=== Begin Enclosure ===

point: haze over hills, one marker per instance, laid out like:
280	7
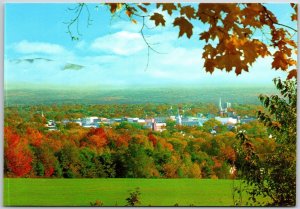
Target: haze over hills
135	95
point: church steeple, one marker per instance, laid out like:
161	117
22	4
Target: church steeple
179	118
220	105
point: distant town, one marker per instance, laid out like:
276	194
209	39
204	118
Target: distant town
227	116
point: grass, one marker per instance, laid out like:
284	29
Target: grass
80	192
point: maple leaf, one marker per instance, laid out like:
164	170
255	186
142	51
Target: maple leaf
169	7
185	27
188	11
158	19
142	8
292	74
114	7
209	65
129	13
205	36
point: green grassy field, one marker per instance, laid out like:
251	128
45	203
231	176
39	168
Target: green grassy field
80	192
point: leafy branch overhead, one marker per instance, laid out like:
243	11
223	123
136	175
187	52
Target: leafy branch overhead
237	35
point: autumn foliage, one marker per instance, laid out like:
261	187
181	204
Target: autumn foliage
17	157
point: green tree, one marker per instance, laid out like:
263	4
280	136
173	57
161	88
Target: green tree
273	174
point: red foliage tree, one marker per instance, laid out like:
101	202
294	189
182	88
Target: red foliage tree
17	158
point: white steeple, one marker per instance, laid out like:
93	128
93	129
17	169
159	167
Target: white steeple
179	118
220	105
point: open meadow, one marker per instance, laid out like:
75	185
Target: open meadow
80	192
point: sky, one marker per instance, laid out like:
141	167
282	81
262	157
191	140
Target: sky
111	52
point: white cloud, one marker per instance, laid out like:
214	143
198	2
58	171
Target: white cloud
120	43
81	45
26	47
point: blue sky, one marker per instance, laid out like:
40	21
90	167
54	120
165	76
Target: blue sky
110	52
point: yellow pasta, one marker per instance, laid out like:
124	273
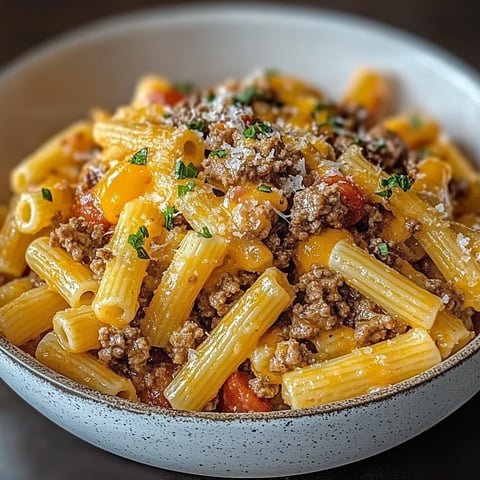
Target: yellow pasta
450	334
83	368
201	208
334	343
172	302
27	316
361	371
231	342
116	301
35	210
13	289
369	89
443	246
13	245
72	280
48	159
171	143
77	329
233	259
414	128
250	255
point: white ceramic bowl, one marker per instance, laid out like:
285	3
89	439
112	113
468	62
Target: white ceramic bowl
99	66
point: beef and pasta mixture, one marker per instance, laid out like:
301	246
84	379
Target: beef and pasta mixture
346	230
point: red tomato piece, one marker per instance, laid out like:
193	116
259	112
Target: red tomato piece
350	196
237	396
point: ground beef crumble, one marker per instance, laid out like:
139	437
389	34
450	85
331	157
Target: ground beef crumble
320	303
213	303
85	243
183	340
124	349
290	354
263	387
316	208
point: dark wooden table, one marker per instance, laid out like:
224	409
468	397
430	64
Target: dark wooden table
32	448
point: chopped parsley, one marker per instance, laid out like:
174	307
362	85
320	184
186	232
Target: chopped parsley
380	144
137	240
205	233
47	194
183	171
320	106
140	158
250	132
184	87
218	153
257	127
425	151
383	249
402	181
168	215
184	189
415	121
247	96
335	121
198	125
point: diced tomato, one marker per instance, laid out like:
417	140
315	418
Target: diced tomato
153	394
237	396
350	196
168	97
85	206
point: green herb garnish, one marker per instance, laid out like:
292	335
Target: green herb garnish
47	195
383	249
247	96
137	240
183	171
249	132
184	189
264	188
402	181
205	233
184	87
380	144
218	153
140	158
425	151
168	215
320	106
255	128
198	125
415	121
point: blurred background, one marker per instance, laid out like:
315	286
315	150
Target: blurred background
452	24
33	448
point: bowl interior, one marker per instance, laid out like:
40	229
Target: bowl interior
98	67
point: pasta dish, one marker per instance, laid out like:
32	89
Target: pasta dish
252	246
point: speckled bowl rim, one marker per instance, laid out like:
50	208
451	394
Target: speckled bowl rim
236	13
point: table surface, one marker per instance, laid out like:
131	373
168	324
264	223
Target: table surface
31	447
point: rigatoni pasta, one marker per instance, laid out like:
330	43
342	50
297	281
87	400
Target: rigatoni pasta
250	246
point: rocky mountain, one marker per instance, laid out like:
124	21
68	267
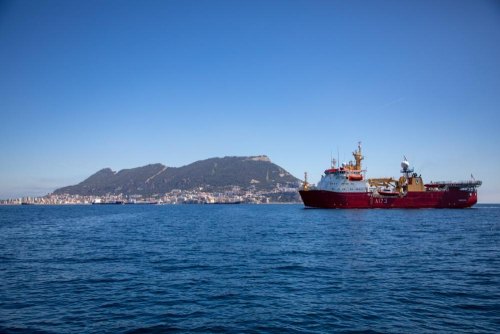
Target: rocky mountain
216	174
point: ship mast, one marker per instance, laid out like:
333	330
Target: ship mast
358	157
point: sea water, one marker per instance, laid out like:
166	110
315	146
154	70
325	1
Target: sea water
248	268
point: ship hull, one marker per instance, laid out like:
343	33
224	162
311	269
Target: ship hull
452	198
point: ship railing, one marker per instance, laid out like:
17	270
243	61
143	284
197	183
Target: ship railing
459	184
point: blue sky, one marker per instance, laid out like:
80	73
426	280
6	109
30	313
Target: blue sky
91	84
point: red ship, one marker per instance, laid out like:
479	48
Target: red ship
345	187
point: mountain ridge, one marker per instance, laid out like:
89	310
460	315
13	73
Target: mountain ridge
213	174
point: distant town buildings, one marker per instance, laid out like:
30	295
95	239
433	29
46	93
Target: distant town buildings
280	194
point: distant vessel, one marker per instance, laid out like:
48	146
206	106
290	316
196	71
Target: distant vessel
345	187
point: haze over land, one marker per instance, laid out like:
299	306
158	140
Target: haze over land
120	84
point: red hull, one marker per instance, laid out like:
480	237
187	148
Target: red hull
452	198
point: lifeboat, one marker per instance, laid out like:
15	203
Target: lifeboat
355	177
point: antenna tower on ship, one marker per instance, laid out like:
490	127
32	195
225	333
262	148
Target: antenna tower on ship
358	157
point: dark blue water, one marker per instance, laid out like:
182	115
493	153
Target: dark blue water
248	268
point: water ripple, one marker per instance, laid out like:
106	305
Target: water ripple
248	269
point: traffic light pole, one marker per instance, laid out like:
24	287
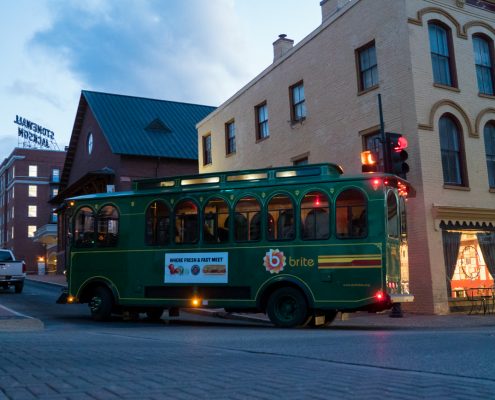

=== End Enclosure ===

_WORK TO COMPLETE_
Without carrying over any pictures, retype the records above exactly.

_TASK OUTPUT_
point: haze over hills, one marker per instance, laid out like:
280	7
Target: haze over hills
135	95
point: church steeple, one marker per instance, laid out like:
161	117
22	4
Target: church steeple
179	118
220	105
point: distant town, one marker per instance, laid out like:
276	194
209	39
204	118
Target: distant town
227	116
point: grass, one marker per instance, laid out like:
284	29
Target: grass
80	192
point: maple leaf, one marker per instance, laid out like:
164	170
255	186
142	51
Target: maple leaf
169	7
185	27
188	11
158	19
142	8
292	74
114	7
209	65
129	13
205	36
point: green grassy field, one marker per instance, laid out like:
251	128
45	203
231	176
39	168
Target: green grassy field
80	192
point: leafy branch overhead, one marker per instance, laid out like:
243	11
223	123
136	175
187	52
Target: leafy branch overhead
237	35
point: autumn foliage, one marker per instance, laid out like:
261	187
181	204
Target: autumn foliage
17	157
point: green tree, one marker per instance, laid out like:
263	4
280	136
173	57
161	88
Target: green tree
273	174
point: red foliage tree, one marker per instance, laid out like:
101	202
294	189
182	88
Target: red foliage tree
17	158
point: white steeple, one marker per instance, laid out like:
93	128
93	129
17	169
159	167
Target: white steeple
179	118
220	105
point: open meadow, one marker per instance, laid out like:
75	185
Target: open meadow
80	192
point: sky, one marker per instance, laid out like:
141	167
282	81
262	157
191	140
Target: sky
111	52
point: white cloud, one marker per instance, laid out like:
214	143
198	2
58	171
Target: white cloud
120	43
81	45
26	47
point: blue sky, one marker per instance, laid out like:
40	21
90	167
54	120
165	76
Target: blue sky
110	52
point: yellow pasta, one marker per instance, laid out like:
124	273
Target: yellow pasta
450	334
83	368
201	208
334	343
172	302
27	316
361	371
231	342
116	301
35	210
13	289
369	89
443	246
13	245
72	280
48	159
171	143
77	329
233	259
414	128
250	255
point: white ceramic bowl, one marker per instance, laid out like:
285	3
89	439
112	113
468	62
Target: white ceramic bowl
99	66
point: beef and pasta mixture, one marker per instance, laid out like:
301	246
84	379
Target: beef and pasta mixture
346	230
point: red tomato piece, one marker per instance, laid out like:
193	116
259	112
Target: red tomato piece
350	196
237	396
point: ground beef crumble, one marker per instance, laid out like:
139	437
389	34
450	85
331	157
Target: ground beef crumble
320	303
213	303
85	243
183	340
124	349
290	354
263	387
316	208
point: dark wooden table, one marker per instance, laid out like:
224	409
468	397
430	64
Target: dark wooden table
32	448
point: chopped parsley, one marker per instance, laid out like:
174	307
362	85
320	184
186	232
Target: chopped parsley
380	144
137	240
205	233
47	194
183	171
320	106
140	158
250	132
184	87
218	153
257	127
425	151
383	249
402	181
168	215
184	189
415	121
247	96
335	121
198	125
point: diced tomato, one marker per instance, laid out like:
417	140
315	418
Target: diced tomato
153	394
237	396
350	196
168	97
85	206
point: green herb garnish, one marker per instance, laid out like:
292	335
Target: green herb garnish
47	195
383	249
247	96
137	240
183	171
249	132
184	189
264	188
402	181
205	233
184	87
380	144
218	153
140	158
425	151
168	215
320	106
255	128
198	125
415	121
point: blurred background, one marker per instance, laid out like:
315	286
315	150
Target: blurred background
452	24
33	448
point: bowl interior, one marker per instance, laid out like:
40	229
Target: bowl interior
98	67
point: pasta dish, one marker per instance, laid out like:
32	89
Target: pasta dish
252	246
point: speckled bowl rim, one marker per instance, laid out like:
50	208
451	394
Target: speckled bowl rim
236	13
point: table surface, one marker per instance, laid out like:
131	373
168	324
264	223
Target: table surface
31	447
point: rigatoni pasta, one marker per instance, laid out like:
330	43
342	50
297	281
87	400
Target: rigatoni pasta
250	246
point: rocky mountain, one marker per instance, laid out like:
124	21
68	267
Target: rocky mountain
216	174
point: ship mast, one marker per instance, laid out like:
333	330
Target: ship mast
358	157
point: sea water, one marker per instance, laid out like:
166	110
315	146
154	70
325	1
Target: sea water
248	268
point: ship hull, one marker per instance, laid out like:
343	33
224	162
311	269
Target: ship hull
452	198
point: ship railing, one marker per instance, laid out like:
17	270
243	61
143	284
197	183
Target: ship railing
459	184
point: blue sky, one marker per instance, laid out like:
80	73
426	280
6	109
30	313
Target: blue sky
91	84
point: red ship, one marker per instance, laid out like:
479	48
Target: red ship
345	187
point: mountain ridge, one marker per instance, laid out like:
89	310
460	315
13	73
Target: mountain ridge
213	174
point: distant town buildings, one marker per instance, laid out like:
30	295
95	239
433	29
46	93
Target: distant town buildings
280	194
point: distant vessel, one marker per instance, laid out like:
48	146
206	106
290	316
196	71
Target: distant vessel
345	187
point: haze over land, one marker per instance, laid out like:
299	306
158	140
Target: haze over land
120	84
point: red hull, one marker per instance, laid out like:
480	237
187	148
Target: red hull
452	198
point: lifeboat, one marker per instance, laid out like:
15	203
Target: lifeboat
355	177
point: antenna tower on ship, one marker per instance, laid out like:
490	127
32	195
225	333
262	148
Target: antenna tower on ship
358	157
point: dark blue water, one marker per instance, laid out like:
182	115
493	153
Target: dark blue water
248	268
point: water ripple, one marker per instance, laid out like:
106	305
Target: water ripple
248	269
point: traffic light pole, one marker per instance, laid out like:
24	287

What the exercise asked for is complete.